Assignment: The reply is to be the lines from the one with "Get the bounding box of long pale" through the last line of the records below, each retyped exactly, with pictures left out.

────────

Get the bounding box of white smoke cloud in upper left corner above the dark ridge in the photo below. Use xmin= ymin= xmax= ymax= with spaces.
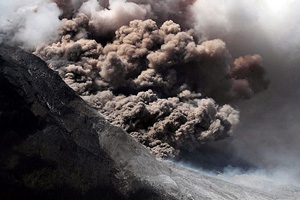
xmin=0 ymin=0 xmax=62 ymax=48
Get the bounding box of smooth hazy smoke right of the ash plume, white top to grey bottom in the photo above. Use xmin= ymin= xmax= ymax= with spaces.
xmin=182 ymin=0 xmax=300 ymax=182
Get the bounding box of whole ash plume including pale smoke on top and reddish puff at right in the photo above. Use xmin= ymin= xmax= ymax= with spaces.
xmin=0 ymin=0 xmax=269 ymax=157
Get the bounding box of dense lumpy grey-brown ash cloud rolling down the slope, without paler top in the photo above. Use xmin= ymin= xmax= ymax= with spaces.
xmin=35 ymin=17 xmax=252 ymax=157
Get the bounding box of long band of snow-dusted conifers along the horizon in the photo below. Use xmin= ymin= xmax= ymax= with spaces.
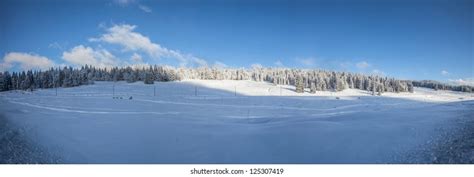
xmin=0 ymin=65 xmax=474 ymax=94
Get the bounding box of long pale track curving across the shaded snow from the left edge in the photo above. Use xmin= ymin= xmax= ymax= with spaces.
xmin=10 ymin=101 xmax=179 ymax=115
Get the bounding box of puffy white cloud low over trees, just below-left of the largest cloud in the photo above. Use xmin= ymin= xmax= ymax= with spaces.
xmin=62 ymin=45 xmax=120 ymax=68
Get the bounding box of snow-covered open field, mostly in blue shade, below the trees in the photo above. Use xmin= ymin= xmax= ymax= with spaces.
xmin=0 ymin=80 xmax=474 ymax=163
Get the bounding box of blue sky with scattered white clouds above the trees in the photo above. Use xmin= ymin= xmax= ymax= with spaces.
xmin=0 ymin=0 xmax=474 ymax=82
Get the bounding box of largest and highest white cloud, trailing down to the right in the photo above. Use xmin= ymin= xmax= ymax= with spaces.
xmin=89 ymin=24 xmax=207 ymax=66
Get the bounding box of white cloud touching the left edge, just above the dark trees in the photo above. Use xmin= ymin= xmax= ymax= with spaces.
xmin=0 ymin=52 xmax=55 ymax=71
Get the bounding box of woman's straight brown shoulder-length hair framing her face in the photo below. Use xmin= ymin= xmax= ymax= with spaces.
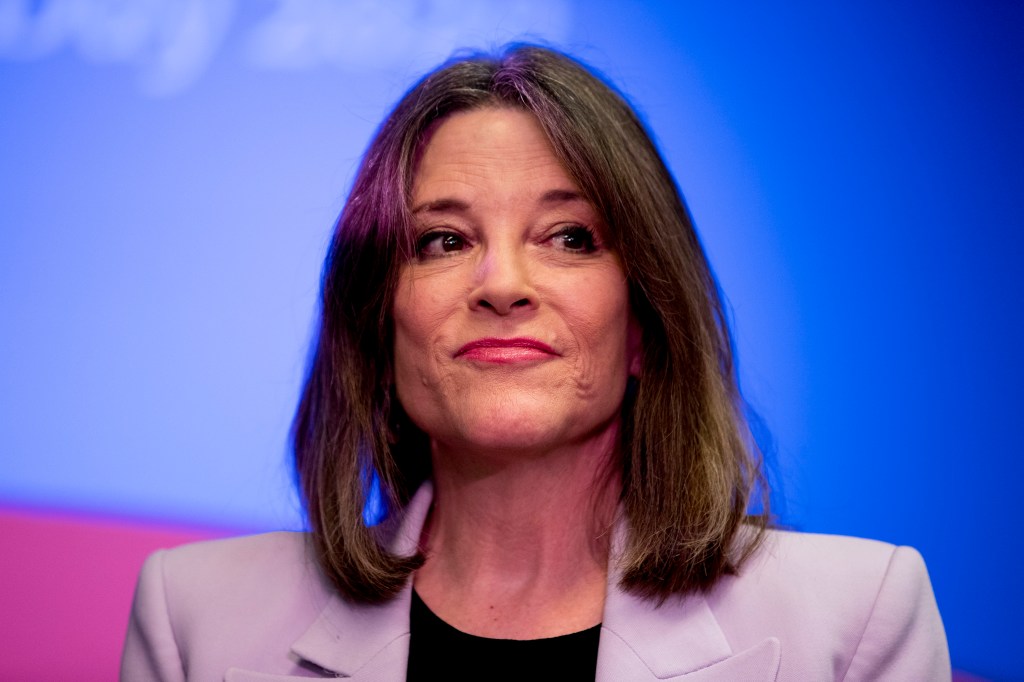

────────

Result:
Get the bounding box of long pale track curving across the shaded snow from the left edge in the photo above. Use xmin= ymin= xmax= ymax= with spaces.
xmin=10 ymin=101 xmax=179 ymax=115
Get the bounding box of puffy white cloud low over trees, just below-left of the largest cloud in the photo above. Use xmin= ymin= xmax= ymax= with spaces.
xmin=62 ymin=45 xmax=120 ymax=68
Get the bounding box of snow-covered open field, mostly in blue shade, below the trees in the photo above. Use xmin= ymin= xmax= ymax= with spaces.
xmin=0 ymin=80 xmax=474 ymax=163
Get the bounding box of blue sky with scattered white clouds above the trees in the photo above. Use xmin= ymin= xmax= ymax= with spaces.
xmin=0 ymin=0 xmax=474 ymax=82
Get the bounding box of largest and highest white cloud, trailing down to the right in the photo above. Use xmin= ymin= xmax= ymax= with spaces.
xmin=89 ymin=24 xmax=207 ymax=66
Get the bounding box of white cloud touching the left edge, just above the dark trees in the photo above. Use xmin= ymin= xmax= ymax= with spaces.
xmin=0 ymin=52 xmax=55 ymax=71
Get the bounding box of woman's straight brown shoulder-length hair framing her face in the photo below. Use xmin= ymin= xmax= ymax= with spaces.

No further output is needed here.